Only these lines of the data below are wanted: the one with "target | thick bare branch", the one with "target | bird's beak", and any lines between them, each repeated exactly.

Entries shown:
———
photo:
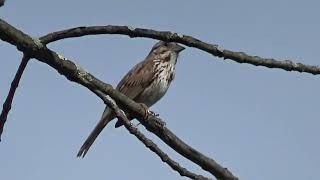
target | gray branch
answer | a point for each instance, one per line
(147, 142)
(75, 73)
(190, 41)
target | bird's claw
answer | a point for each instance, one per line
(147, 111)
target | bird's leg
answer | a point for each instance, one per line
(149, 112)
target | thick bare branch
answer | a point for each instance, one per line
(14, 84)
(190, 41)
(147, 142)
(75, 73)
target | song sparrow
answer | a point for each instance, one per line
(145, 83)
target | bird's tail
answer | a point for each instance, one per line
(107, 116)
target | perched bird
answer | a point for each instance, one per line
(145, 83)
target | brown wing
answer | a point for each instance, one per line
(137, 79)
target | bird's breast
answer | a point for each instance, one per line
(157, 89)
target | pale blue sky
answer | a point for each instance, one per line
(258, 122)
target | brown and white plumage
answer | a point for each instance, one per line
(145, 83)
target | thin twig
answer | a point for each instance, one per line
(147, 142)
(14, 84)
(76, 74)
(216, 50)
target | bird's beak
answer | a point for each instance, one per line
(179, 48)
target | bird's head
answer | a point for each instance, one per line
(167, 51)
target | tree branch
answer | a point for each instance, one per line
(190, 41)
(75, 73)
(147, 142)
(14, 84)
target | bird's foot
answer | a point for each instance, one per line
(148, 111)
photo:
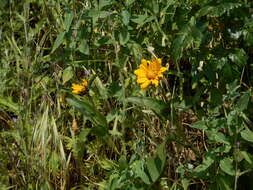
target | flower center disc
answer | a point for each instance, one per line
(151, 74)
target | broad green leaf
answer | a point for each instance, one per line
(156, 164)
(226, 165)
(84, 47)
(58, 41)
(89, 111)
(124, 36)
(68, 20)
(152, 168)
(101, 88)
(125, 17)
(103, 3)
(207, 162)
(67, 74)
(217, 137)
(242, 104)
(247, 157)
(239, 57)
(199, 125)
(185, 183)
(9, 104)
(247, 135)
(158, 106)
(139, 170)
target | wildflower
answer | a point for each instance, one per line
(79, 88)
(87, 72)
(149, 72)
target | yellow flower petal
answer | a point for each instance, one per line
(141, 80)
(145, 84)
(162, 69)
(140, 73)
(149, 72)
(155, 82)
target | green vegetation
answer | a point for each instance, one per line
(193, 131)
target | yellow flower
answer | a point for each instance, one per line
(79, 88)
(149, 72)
———
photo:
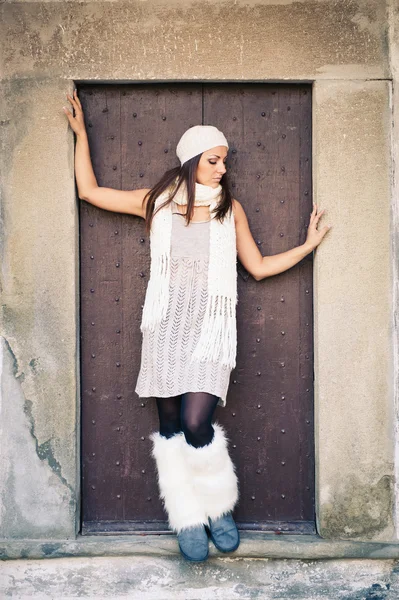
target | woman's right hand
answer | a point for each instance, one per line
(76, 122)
———
Output below:
target | thick bare branch
answer | a point for each instance, one per line
(14, 84)
(190, 41)
(147, 142)
(75, 73)
target | song sparrow
answer | a point for each instance, one per line
(145, 83)
target | bird's tail
answer | a point for each instance, one per line
(107, 116)
target | perched bird
answer | a point for each instance, one per line
(145, 83)
target | brown wing
answer | a point for each instance, one per line
(137, 79)
target | bird's breast
answer | a point for each instance, one per line
(157, 89)
target | pale blue sky
answer | a point for each instance, one per line
(258, 122)
target | brown and white plumage
answer | a point for each instance, one per line
(145, 83)
target | thin twig
answer | a point for each instance, one per line
(147, 142)
(14, 84)
(76, 74)
(216, 50)
target | bird's beak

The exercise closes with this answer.